» **WHAT TO WORK ON**:
(1) According to the DOIBoost page, how often is the Crossref dump updated?
(2) Write the next part of the DOIBoost page, picking up after its final line.

» **PASSAGE PROVIDED**:

● ● ● ● ●

Project

General

Profile

Actions

DOIBoost » History » Revision 22

« Previous | Revision 22/53 (diff) | Next »
Alessia Bardi, 10/11/2021 05:15 PM


DOIBoost

DOIBoost: Crossref, Unpaywall, Microsoft Academic Graph, ORCID

The idea behind DOIBoost and its origin can be found in the paper (and related resources) at:

  • La Bruzzo S., Manghi P., Mannocci A. (2019) OpenAIRE's DOIBoost - Boosting CrossRef for Research. In: Manghi P., Candela L., Silvello G. (eds) Digital Libraries: Supporting Open Science. IRCDL 2019. Communications in Computer and Information Science, vol 988. Springer, doi:10.1007/978-3-030-11226-4_11 . Open Access version available at: https://doi.org/10.5281/zenodo.1441071

In short, the goal is to enrich the records available on Crossref with what's available on Unpaywall, Microsoft Academic Graph, ORCID intersecting all those datasets by DOI.

Inputs

  • Crossref: dump available to Crossref subscribers via MetadataPlus service, updated once a month.

● ● ● ● ●

Recorded data:
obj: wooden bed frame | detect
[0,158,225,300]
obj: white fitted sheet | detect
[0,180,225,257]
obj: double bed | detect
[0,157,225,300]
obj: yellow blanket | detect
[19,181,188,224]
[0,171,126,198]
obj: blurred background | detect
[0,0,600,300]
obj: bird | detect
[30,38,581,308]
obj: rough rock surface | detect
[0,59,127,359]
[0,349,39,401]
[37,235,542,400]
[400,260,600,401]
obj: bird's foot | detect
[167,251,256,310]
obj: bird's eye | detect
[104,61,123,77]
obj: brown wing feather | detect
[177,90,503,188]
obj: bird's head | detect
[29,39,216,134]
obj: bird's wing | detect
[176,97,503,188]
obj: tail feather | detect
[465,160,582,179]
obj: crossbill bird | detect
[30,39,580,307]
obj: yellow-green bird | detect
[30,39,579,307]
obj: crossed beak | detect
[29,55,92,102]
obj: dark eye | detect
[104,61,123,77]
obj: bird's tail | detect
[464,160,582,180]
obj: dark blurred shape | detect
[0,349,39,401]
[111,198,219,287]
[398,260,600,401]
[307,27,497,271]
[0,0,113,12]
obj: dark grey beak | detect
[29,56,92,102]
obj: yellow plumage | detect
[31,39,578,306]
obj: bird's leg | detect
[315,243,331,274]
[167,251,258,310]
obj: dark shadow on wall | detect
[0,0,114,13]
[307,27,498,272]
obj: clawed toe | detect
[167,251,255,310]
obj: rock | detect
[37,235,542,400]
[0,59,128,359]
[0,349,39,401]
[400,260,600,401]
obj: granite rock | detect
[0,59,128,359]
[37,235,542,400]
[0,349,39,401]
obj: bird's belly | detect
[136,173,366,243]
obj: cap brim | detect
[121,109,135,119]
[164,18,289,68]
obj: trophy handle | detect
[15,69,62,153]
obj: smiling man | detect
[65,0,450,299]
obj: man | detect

● ● ● ● ●

» **ANSWER LIST**:
(1) Once a month.

(2)
  • Micorsoft Academic Graph: downloaded version on 2021-02-15. We plan to take a latest version on Dec 2021 before MAG will be retired.
  • ORCID: baseline dump obtained in 2020-10-13, regularly updated every week from the ORCID public API
  • Unpaywall: public database snapshot downloaded in March 2021. Unpaywall updates it twice a year (https://unpaywall.org/products/snapshot)

The generation of DOIBoost consists in the following phases:

1 Filter Crossref records that

  • have blank title
  • have one of the following publishers: "Test accounts", "CrossRef Test Account"
  • have no authors with valid names, where valid means: not blank and different from all strings in this list: List(",", "none none", "none, none", "none &na;", "(:null)", "test test test", "test test", "test", "&na; &na;")
  • have "Addie Jackson" as author and "Elsevier BV" as publisher (empirically we say they are test records)
  • have not one of the following values in the field type:
    • "book-section"
    • "book"
    • "book-chapter"
    • "book-part"
    • "book-series"
    • "book-set"
    • "book-track"
    • "edited-book"
    • "reference-book"
    • "monograph"
    • "journal-article"
    • "dissertation"
    • "other"
    • "peer-review"
    • "proceedings"
    • "proceedings-article"
    • "reference-entry"
    • "report"
    • "report-series"
    • "standard"
    • "standard-series"
    • "posted-content"
    • "dataset"

Records with type=dataset are mapped into OpenAIRE results of type dataset. All others are mapped as OpenAIRE results of type publication.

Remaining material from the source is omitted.